Natural language region descriptions:
---*---

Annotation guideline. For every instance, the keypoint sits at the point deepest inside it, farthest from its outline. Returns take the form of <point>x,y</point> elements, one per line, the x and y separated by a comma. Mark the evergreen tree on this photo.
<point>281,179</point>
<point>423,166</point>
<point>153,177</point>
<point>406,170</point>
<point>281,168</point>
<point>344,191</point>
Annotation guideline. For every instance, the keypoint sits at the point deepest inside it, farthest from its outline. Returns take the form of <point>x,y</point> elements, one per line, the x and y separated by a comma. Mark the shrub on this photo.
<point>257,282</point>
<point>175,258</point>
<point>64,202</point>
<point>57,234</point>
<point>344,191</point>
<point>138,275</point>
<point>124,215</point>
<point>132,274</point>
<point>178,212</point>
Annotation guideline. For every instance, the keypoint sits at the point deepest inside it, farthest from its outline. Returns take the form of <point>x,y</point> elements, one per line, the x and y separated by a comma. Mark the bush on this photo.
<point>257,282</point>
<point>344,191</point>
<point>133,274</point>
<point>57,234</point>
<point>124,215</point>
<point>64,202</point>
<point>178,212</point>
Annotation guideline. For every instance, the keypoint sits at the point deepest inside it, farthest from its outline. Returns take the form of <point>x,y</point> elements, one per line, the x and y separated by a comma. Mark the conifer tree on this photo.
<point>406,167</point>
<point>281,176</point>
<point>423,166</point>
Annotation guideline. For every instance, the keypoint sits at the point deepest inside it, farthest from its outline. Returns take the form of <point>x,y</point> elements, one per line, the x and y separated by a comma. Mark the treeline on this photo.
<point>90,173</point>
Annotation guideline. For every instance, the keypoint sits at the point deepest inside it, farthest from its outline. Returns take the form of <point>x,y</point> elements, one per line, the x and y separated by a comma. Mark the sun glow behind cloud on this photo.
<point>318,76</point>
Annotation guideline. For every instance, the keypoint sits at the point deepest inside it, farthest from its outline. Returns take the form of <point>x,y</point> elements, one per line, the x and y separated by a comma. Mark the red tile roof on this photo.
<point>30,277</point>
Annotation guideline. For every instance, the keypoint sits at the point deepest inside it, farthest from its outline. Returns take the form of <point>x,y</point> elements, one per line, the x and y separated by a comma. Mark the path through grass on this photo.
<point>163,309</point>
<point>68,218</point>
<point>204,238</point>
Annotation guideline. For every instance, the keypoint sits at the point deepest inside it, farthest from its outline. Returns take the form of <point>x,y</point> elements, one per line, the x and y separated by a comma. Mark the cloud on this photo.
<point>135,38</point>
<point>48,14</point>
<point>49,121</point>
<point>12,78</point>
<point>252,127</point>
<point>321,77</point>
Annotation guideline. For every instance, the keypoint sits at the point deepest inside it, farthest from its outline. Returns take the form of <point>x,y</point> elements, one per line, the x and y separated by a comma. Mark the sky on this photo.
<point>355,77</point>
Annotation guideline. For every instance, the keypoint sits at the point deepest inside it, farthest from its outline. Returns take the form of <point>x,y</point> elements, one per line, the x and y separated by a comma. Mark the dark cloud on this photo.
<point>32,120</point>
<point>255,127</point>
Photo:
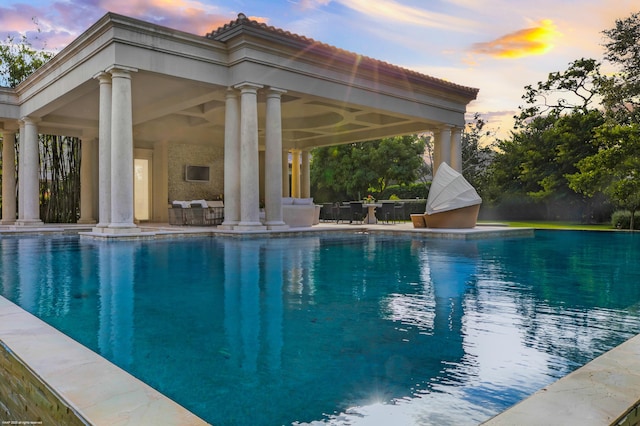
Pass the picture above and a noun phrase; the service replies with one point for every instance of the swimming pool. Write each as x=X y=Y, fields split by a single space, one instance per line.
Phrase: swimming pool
x=348 y=329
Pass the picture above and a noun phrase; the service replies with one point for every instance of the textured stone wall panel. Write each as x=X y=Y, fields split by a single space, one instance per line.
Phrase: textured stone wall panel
x=181 y=155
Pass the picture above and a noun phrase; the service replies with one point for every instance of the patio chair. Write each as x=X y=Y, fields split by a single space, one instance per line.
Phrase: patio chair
x=387 y=212
x=357 y=211
x=398 y=212
x=326 y=213
x=343 y=213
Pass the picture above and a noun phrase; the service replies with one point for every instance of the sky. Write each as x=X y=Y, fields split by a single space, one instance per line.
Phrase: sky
x=497 y=46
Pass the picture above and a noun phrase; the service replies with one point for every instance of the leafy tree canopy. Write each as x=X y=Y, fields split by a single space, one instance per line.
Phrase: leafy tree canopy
x=18 y=60
x=359 y=168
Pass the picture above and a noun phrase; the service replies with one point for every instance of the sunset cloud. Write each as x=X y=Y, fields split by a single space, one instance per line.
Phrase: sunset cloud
x=537 y=40
x=391 y=10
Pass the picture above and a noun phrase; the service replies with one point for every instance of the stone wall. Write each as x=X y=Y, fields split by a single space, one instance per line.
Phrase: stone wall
x=181 y=155
x=24 y=399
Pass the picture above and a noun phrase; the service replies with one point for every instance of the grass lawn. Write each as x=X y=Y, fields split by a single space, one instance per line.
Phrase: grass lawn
x=559 y=225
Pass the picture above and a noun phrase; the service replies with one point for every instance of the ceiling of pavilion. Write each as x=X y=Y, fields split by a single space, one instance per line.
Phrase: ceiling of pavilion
x=173 y=109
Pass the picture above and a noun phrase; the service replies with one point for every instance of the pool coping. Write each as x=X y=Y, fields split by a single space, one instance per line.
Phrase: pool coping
x=99 y=392
x=605 y=391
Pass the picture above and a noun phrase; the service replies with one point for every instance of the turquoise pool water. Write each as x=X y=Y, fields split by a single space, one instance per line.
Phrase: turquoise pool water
x=353 y=329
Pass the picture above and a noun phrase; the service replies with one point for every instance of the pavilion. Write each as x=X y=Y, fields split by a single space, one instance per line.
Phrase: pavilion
x=147 y=101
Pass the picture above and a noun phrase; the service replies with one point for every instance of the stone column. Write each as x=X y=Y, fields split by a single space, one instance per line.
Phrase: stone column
x=231 y=161
x=273 y=161
x=456 y=149
x=86 y=180
x=8 y=177
x=442 y=148
x=295 y=173
x=29 y=184
x=285 y=173
x=21 y=172
x=249 y=173
x=305 y=176
x=121 y=153
x=104 y=154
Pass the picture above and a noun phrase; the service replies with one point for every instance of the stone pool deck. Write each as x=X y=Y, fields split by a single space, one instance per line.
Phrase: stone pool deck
x=78 y=386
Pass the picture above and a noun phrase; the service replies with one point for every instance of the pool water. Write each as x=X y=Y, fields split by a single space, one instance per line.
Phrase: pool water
x=350 y=329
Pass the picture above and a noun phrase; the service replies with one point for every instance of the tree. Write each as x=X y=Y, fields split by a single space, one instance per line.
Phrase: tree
x=574 y=89
x=59 y=159
x=554 y=130
x=621 y=92
x=18 y=60
x=477 y=152
x=614 y=169
x=359 y=168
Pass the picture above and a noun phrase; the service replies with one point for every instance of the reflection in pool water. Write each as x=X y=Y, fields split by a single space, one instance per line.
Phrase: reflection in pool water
x=350 y=329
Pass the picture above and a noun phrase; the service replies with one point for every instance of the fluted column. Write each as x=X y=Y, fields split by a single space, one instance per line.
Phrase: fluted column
x=305 y=176
x=273 y=161
x=20 y=171
x=86 y=180
x=8 y=177
x=456 y=149
x=121 y=152
x=104 y=151
x=295 y=173
x=285 y=173
x=249 y=165
x=29 y=184
x=231 y=161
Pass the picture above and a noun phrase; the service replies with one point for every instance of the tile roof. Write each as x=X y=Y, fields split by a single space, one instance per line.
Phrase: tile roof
x=227 y=30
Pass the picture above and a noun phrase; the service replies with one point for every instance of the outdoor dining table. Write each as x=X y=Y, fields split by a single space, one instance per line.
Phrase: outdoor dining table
x=371 y=212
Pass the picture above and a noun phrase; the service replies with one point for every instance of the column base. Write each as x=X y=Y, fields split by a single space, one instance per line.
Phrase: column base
x=86 y=221
x=228 y=226
x=277 y=226
x=250 y=226
x=119 y=229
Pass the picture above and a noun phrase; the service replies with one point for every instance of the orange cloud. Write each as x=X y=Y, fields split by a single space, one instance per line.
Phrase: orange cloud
x=527 y=42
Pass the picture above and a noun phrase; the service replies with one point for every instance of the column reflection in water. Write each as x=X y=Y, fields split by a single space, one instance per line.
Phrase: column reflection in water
x=116 y=286
x=273 y=315
x=250 y=304
x=253 y=303
x=242 y=302
x=452 y=267
x=8 y=273
x=28 y=274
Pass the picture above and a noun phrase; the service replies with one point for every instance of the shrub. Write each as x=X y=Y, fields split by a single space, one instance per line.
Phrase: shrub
x=404 y=192
x=621 y=219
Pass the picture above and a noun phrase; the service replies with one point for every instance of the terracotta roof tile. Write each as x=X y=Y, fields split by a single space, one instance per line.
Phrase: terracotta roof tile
x=242 y=20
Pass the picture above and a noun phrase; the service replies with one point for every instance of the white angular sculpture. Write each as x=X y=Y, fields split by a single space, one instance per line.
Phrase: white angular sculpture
x=452 y=202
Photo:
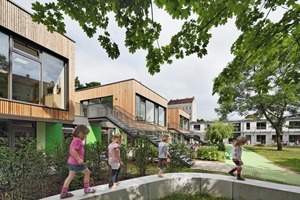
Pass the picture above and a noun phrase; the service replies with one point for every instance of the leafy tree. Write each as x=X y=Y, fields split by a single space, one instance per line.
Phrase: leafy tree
x=197 y=17
x=78 y=85
x=218 y=131
x=264 y=77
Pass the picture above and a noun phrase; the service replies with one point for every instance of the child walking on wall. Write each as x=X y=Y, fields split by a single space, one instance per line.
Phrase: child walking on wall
x=163 y=154
x=76 y=162
x=237 y=157
x=114 y=160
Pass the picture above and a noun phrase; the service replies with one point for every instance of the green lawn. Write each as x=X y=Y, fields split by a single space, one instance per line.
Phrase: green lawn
x=193 y=197
x=288 y=158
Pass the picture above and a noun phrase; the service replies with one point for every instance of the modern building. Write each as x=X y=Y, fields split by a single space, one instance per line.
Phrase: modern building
x=38 y=98
x=188 y=105
x=37 y=73
x=130 y=107
x=257 y=131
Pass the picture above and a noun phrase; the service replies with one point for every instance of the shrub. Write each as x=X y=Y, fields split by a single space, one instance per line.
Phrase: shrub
x=143 y=154
x=208 y=153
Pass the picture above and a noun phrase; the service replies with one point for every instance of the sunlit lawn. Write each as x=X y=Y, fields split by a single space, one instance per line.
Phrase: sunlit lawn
x=193 y=197
x=288 y=158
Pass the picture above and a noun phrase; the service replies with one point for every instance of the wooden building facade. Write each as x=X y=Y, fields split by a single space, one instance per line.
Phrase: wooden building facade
x=37 y=73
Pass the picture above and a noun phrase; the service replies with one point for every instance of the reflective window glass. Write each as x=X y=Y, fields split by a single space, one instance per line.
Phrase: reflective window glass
x=53 y=81
x=4 y=67
x=26 y=76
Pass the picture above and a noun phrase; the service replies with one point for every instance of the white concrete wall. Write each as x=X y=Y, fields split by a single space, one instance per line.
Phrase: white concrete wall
x=154 y=188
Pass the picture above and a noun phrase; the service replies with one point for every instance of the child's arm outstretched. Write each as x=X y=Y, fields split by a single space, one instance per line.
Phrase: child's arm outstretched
x=74 y=153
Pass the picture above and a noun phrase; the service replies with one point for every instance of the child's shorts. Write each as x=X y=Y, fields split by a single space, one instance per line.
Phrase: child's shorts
x=162 y=162
x=76 y=168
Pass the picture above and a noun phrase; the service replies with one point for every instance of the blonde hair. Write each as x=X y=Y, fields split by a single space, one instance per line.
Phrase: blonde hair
x=116 y=136
x=80 y=129
x=165 y=137
x=240 y=140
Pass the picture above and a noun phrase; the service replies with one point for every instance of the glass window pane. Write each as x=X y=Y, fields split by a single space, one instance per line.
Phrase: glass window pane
x=150 y=111
x=53 y=81
x=4 y=135
x=4 y=49
x=26 y=79
x=162 y=117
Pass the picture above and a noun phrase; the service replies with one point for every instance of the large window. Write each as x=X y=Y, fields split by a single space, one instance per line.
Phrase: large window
x=31 y=74
x=184 y=123
x=261 y=126
x=261 y=139
x=197 y=127
x=4 y=51
x=150 y=111
x=247 y=126
x=26 y=76
x=53 y=81
x=294 y=138
x=294 y=125
x=15 y=133
x=146 y=110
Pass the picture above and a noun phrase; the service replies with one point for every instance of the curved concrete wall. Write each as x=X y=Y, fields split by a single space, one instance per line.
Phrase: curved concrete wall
x=154 y=188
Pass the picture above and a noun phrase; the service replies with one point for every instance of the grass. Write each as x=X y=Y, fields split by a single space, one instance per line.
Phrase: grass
x=288 y=157
x=193 y=197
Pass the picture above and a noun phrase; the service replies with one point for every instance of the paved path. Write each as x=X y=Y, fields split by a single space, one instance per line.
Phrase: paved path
x=254 y=165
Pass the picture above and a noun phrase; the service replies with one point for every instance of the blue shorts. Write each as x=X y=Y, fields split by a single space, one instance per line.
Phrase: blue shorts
x=76 y=168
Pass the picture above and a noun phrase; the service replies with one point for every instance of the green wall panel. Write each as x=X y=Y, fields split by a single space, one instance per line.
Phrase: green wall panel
x=54 y=135
x=94 y=134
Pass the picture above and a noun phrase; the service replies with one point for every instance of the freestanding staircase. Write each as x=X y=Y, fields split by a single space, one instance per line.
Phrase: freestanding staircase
x=129 y=125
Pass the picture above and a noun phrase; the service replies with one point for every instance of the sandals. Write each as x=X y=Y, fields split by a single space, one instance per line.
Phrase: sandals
x=66 y=195
x=89 y=190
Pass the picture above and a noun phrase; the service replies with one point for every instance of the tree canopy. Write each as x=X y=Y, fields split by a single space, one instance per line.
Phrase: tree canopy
x=264 y=77
x=78 y=85
x=218 y=131
x=198 y=18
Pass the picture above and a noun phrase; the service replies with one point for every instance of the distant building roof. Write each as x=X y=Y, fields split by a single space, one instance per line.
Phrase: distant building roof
x=181 y=101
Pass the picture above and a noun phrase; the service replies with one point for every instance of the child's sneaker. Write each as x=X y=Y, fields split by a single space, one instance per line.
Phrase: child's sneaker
x=64 y=195
x=89 y=190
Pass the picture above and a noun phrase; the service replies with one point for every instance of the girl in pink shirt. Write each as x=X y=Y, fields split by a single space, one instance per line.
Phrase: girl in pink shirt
x=114 y=160
x=237 y=157
x=76 y=162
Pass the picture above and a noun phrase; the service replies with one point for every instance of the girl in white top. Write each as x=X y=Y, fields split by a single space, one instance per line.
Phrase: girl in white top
x=114 y=160
x=237 y=156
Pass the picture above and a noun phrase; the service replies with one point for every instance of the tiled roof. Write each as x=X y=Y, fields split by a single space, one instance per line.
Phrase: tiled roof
x=181 y=101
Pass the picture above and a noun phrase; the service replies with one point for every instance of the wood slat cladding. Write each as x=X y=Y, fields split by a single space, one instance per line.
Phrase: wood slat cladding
x=19 y=110
x=123 y=93
x=20 y=22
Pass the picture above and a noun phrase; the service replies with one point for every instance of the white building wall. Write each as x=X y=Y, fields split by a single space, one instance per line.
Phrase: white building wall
x=253 y=132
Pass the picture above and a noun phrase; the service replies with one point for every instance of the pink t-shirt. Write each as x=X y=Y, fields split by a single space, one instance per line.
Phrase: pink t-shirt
x=76 y=144
x=113 y=156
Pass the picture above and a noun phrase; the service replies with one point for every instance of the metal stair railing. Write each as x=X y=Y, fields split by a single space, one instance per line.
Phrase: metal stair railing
x=128 y=123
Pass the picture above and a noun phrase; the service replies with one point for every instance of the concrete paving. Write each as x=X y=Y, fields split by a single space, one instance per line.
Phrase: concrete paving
x=258 y=166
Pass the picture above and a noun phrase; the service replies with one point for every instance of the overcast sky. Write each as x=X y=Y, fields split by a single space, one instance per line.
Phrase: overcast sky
x=184 y=78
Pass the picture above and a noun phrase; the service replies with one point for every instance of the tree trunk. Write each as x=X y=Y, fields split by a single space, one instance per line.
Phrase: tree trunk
x=279 y=142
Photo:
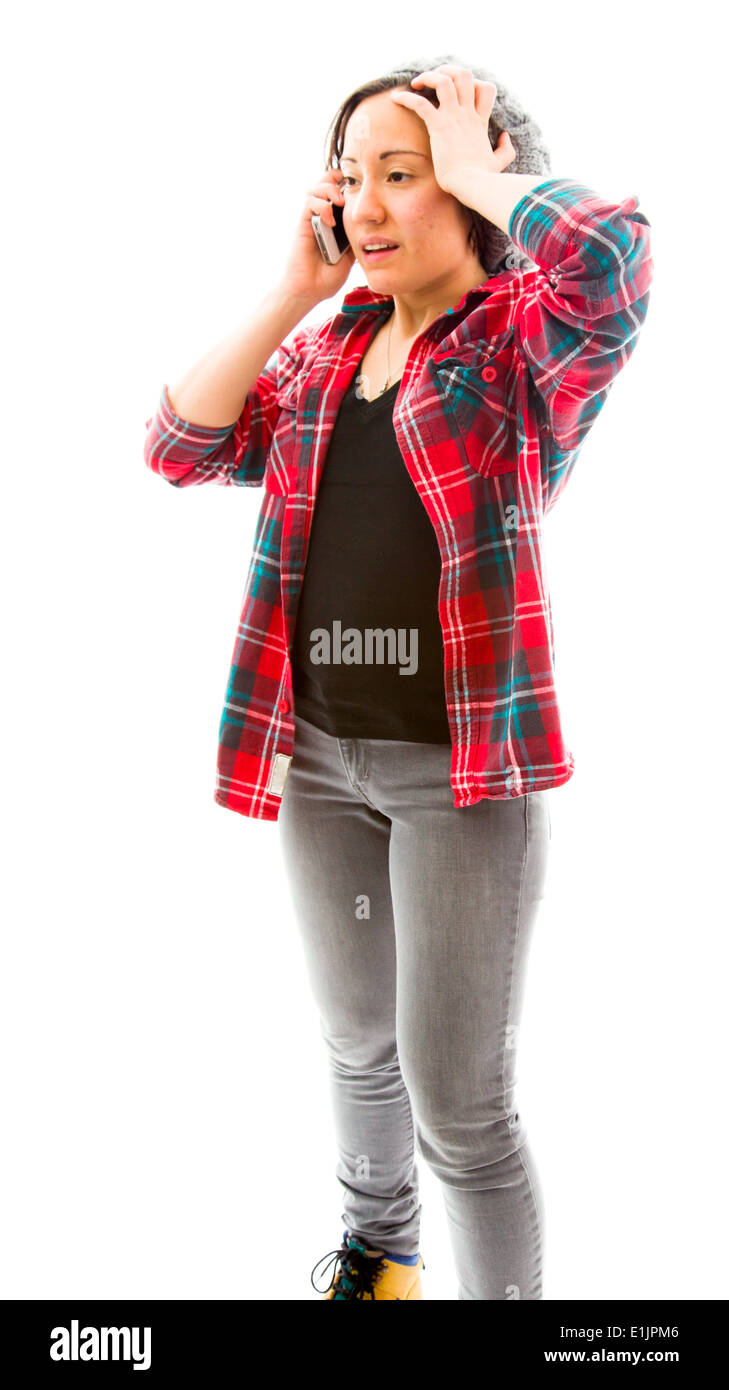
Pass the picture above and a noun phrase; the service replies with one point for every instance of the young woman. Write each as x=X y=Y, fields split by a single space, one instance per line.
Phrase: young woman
x=391 y=698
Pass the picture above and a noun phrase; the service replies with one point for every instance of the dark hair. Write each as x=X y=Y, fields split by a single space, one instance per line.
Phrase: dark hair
x=494 y=249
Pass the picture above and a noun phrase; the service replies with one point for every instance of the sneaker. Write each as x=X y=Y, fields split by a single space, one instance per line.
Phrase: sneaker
x=372 y=1273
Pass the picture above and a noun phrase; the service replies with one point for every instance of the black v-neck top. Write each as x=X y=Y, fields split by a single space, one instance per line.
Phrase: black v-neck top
x=373 y=563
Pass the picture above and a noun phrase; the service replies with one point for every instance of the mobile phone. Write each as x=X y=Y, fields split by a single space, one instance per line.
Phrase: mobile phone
x=331 y=241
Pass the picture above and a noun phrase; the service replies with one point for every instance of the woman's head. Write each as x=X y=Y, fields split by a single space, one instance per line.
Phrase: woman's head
x=399 y=198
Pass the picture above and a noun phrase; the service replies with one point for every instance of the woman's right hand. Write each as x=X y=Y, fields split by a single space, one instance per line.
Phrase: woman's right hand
x=306 y=274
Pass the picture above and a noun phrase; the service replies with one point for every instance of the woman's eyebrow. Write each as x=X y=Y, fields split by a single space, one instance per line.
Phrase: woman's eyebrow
x=384 y=154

---*---

**PROBLEM DESCRIPTION:** Using the entries above, give back exactly the line containing "Phrase: stone wall", the line containing "the pool water.", and every line between them, and nothing else.

**SOLVED EXERCISE:**
Phrase: stone wall
x=181 y=155
x=24 y=399
Pass the picture above and a noun phrase; the service replies with one point for every instance of the grass lawn. Write each as x=X y=Y, fields split by a single space, one instance per line.
Phrase: grass lawn
x=559 y=225
Pass the picture above and a noun phrase; the service replies with one point for every instance of the ceiling of pavilion. Write each as x=X y=Y, fields split by a single space, one instance per line.
Phrase: ceiling of pavilion
x=173 y=109
Pass the picture above and a noun phrase; the service replies with one point for every instance of the pool coping. Write each as x=X y=Y, fields split by a single space, one instance per line.
Phrase: pool coping
x=99 y=392
x=605 y=391
Pass the picture above and a noun phrase; the service replies with one point for every instance of the turquoise pool water. Write each as x=X y=Y, fields split by a single space, one instance per line.
Phrase: turquoise pool water
x=353 y=329
Pass the picture above and a noun phrase; the service replies with one point for every instance of the pavilion. Write each as x=X y=Y, fields split by a single space, one instance per line.
Phrase: pavilion
x=147 y=101
Pass the picture above and a noun phrase; the service replies with one point for every instance of the stone column. Write each as x=X y=Y, fields split by a single space, one instance per line.
Phrase: stone column
x=231 y=161
x=273 y=161
x=456 y=149
x=86 y=180
x=8 y=177
x=442 y=148
x=295 y=173
x=29 y=184
x=285 y=173
x=21 y=172
x=249 y=173
x=305 y=176
x=121 y=153
x=104 y=154
Pass the picture above and a noun phrase; the service replies with one point for every instance of the stone pool deck. Write each as x=X y=Y, fields split by a single space, one instance per line.
Phrase: stone pool deck
x=78 y=386
Pass the picture above and a noun phrase; the service replies with one point for every instance of the pool water. Write each as x=X y=Y, fields split by a single space, one instance per line.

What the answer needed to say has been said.